#### TASK REQUIREMENTS:
List each line of the records below that contains the string "wall", treating uppercase and lowercase letters as different.

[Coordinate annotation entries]

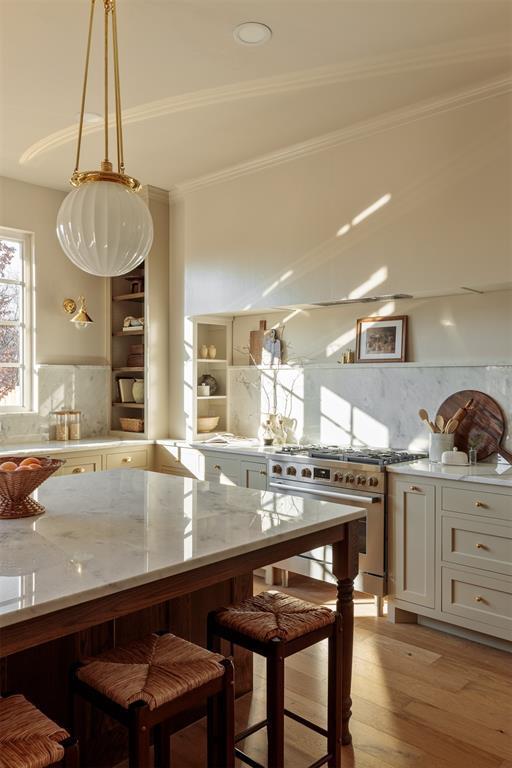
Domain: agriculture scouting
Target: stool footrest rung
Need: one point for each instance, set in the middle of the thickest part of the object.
(246, 759)
(250, 730)
(307, 723)
(321, 761)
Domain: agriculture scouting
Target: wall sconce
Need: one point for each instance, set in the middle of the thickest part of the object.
(81, 319)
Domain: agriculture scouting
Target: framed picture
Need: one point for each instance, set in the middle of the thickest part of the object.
(381, 339)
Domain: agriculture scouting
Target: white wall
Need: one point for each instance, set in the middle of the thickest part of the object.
(268, 238)
(34, 209)
(464, 329)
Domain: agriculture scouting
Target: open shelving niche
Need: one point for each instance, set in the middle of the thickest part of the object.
(207, 331)
(151, 301)
(125, 303)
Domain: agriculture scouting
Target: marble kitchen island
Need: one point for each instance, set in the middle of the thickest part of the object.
(119, 554)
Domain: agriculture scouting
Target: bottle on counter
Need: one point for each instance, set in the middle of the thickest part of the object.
(61, 425)
(268, 435)
(74, 424)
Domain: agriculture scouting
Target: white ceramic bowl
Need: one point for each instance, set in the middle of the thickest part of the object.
(207, 423)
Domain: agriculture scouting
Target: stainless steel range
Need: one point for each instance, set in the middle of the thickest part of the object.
(350, 476)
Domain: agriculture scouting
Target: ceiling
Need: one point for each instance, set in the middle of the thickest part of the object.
(195, 102)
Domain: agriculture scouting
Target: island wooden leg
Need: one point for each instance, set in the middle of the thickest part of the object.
(345, 606)
(345, 567)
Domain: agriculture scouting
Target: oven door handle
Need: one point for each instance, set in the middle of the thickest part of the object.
(328, 494)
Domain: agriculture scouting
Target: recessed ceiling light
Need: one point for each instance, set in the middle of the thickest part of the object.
(89, 118)
(252, 33)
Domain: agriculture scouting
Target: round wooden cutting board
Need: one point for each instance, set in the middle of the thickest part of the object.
(484, 425)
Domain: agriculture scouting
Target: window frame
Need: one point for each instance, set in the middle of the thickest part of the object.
(26, 322)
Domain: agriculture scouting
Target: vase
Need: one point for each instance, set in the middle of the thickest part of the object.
(138, 390)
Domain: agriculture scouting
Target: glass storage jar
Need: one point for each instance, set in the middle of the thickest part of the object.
(60, 420)
(74, 424)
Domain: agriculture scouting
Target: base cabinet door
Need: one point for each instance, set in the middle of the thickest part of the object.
(253, 474)
(414, 542)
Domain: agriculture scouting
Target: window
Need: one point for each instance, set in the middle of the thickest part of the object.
(15, 320)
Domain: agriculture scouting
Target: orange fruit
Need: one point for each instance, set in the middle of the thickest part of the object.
(8, 466)
(30, 460)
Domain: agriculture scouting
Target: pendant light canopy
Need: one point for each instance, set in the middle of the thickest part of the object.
(103, 226)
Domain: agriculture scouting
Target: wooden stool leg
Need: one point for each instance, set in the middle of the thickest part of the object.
(334, 694)
(162, 742)
(139, 742)
(228, 714)
(221, 722)
(71, 754)
(275, 706)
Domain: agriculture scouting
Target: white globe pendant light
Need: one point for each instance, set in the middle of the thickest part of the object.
(103, 226)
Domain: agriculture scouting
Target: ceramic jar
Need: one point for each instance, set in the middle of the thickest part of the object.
(138, 390)
(438, 443)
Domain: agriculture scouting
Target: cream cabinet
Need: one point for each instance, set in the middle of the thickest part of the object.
(450, 553)
(78, 464)
(253, 474)
(414, 542)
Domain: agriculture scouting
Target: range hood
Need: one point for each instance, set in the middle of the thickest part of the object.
(362, 300)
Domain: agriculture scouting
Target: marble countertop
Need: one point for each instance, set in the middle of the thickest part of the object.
(67, 446)
(115, 530)
(240, 446)
(491, 473)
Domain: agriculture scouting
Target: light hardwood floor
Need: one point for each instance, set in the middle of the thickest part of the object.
(421, 699)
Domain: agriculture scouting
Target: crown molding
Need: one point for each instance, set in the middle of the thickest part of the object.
(384, 122)
(453, 53)
(157, 194)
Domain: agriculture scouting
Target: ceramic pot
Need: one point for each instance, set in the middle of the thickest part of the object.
(439, 442)
(138, 390)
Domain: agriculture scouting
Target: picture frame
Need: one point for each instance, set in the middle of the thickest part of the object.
(381, 339)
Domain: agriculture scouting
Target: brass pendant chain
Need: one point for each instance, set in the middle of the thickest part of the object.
(105, 173)
(84, 88)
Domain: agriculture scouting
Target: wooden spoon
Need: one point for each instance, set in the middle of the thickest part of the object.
(424, 417)
(440, 423)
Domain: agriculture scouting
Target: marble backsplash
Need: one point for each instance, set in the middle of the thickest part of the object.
(85, 388)
(356, 404)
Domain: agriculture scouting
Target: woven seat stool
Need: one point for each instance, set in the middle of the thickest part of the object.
(29, 739)
(159, 684)
(276, 626)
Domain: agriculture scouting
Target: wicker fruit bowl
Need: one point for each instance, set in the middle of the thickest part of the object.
(16, 485)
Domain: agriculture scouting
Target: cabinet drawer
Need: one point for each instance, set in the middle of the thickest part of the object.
(79, 465)
(481, 503)
(477, 597)
(223, 469)
(128, 459)
(475, 542)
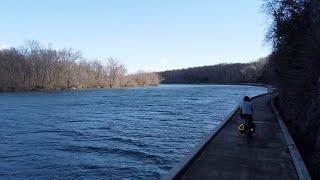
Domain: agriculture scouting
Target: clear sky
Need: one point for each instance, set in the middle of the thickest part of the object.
(142, 34)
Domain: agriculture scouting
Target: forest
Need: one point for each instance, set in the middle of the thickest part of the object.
(254, 72)
(34, 67)
(295, 61)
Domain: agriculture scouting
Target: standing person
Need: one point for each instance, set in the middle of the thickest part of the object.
(246, 108)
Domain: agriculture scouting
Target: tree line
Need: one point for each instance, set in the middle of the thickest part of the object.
(34, 67)
(295, 61)
(222, 73)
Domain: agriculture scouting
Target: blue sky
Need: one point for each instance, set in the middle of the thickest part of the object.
(142, 34)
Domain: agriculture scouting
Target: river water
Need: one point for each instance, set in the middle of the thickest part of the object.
(136, 133)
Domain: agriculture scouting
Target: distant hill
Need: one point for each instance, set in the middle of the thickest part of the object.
(222, 73)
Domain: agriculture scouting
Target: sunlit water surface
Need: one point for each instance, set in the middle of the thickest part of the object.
(137, 133)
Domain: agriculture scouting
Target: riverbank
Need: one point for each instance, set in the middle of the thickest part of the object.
(227, 154)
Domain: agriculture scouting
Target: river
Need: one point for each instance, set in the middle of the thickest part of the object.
(135, 133)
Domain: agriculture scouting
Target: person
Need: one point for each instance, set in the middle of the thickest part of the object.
(246, 114)
(246, 108)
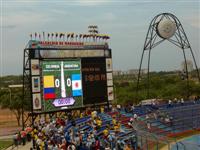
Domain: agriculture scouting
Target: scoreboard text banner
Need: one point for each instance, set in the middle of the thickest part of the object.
(62, 84)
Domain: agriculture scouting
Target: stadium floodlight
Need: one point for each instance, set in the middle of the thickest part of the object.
(166, 27)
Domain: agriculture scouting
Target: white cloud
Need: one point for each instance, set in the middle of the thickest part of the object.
(92, 2)
(24, 19)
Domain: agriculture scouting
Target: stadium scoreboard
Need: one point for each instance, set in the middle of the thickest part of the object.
(71, 76)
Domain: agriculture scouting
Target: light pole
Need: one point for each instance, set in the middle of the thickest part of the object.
(9, 93)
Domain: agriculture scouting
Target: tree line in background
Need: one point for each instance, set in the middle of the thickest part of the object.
(163, 85)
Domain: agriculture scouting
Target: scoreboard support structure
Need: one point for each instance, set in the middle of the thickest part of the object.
(88, 64)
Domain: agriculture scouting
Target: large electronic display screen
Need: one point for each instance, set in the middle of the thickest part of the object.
(94, 80)
(61, 84)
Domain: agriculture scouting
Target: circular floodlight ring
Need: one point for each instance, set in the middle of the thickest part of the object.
(166, 28)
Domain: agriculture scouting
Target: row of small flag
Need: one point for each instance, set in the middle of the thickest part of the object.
(69, 35)
(49, 86)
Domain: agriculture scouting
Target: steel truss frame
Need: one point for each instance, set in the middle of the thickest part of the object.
(152, 40)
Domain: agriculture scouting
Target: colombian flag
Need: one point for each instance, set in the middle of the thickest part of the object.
(49, 88)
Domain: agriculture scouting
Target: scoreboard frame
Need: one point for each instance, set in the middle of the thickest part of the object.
(34, 53)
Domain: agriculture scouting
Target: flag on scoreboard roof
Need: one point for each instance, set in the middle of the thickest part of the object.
(76, 85)
(49, 88)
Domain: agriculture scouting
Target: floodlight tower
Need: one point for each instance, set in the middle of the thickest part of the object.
(166, 26)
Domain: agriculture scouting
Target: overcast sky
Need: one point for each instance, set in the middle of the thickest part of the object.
(125, 21)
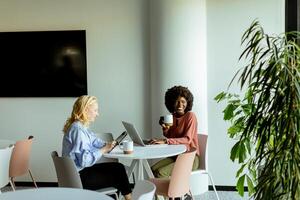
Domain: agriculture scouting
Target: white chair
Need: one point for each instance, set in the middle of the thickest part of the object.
(202, 141)
(68, 176)
(143, 190)
(5, 154)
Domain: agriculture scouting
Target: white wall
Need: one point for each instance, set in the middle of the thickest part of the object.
(118, 69)
(117, 58)
(226, 21)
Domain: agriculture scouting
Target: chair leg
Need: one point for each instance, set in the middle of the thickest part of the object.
(32, 178)
(211, 180)
(12, 183)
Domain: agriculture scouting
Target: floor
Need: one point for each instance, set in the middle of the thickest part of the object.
(210, 195)
(224, 195)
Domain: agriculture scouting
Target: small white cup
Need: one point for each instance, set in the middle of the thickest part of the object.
(168, 120)
(127, 146)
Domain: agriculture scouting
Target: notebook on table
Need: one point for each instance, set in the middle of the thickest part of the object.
(119, 140)
(135, 136)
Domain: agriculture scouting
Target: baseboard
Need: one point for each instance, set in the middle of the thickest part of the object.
(54, 184)
(42, 184)
(225, 188)
(39, 184)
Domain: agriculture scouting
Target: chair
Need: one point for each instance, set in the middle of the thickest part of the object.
(143, 190)
(202, 141)
(5, 154)
(178, 184)
(68, 176)
(19, 162)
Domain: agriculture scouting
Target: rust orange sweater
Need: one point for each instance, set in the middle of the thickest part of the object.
(184, 131)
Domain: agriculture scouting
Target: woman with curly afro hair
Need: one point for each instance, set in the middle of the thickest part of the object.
(179, 102)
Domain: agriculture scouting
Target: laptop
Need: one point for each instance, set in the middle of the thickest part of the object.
(135, 136)
(119, 140)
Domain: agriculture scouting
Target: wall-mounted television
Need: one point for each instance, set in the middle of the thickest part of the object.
(43, 63)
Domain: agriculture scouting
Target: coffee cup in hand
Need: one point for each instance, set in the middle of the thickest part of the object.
(168, 120)
(127, 146)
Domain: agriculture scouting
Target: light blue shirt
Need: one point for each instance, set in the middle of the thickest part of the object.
(82, 145)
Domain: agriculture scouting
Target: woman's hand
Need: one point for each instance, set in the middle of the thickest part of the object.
(158, 141)
(108, 147)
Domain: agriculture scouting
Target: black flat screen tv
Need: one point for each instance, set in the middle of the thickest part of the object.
(43, 63)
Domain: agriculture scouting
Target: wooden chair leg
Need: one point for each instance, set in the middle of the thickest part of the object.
(32, 178)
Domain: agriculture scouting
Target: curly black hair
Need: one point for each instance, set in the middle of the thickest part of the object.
(172, 95)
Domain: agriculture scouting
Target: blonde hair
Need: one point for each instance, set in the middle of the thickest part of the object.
(79, 111)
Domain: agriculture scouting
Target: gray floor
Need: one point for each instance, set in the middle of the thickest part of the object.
(224, 195)
(210, 195)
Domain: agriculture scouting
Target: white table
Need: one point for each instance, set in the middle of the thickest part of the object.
(141, 154)
(54, 193)
(6, 143)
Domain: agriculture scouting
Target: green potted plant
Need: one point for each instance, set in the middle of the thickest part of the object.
(265, 116)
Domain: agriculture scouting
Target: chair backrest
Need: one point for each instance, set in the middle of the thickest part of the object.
(180, 177)
(5, 155)
(66, 172)
(202, 142)
(143, 190)
(19, 162)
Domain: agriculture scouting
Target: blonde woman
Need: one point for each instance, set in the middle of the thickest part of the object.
(81, 144)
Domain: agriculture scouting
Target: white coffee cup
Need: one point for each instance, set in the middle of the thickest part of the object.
(168, 120)
(127, 146)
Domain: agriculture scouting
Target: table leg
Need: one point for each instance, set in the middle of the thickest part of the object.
(150, 174)
(131, 168)
(148, 168)
(140, 170)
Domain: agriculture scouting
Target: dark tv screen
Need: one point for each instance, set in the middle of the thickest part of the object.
(43, 63)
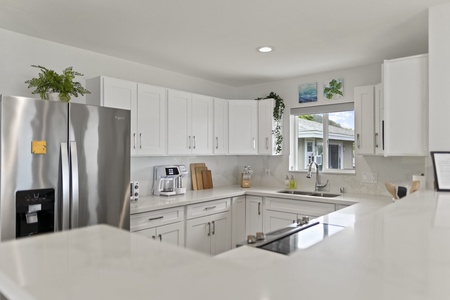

#### ANSWER TO THE TASK:
Target: wall sconce
Target: white wall
Target: white wall
Target: wall-mounted television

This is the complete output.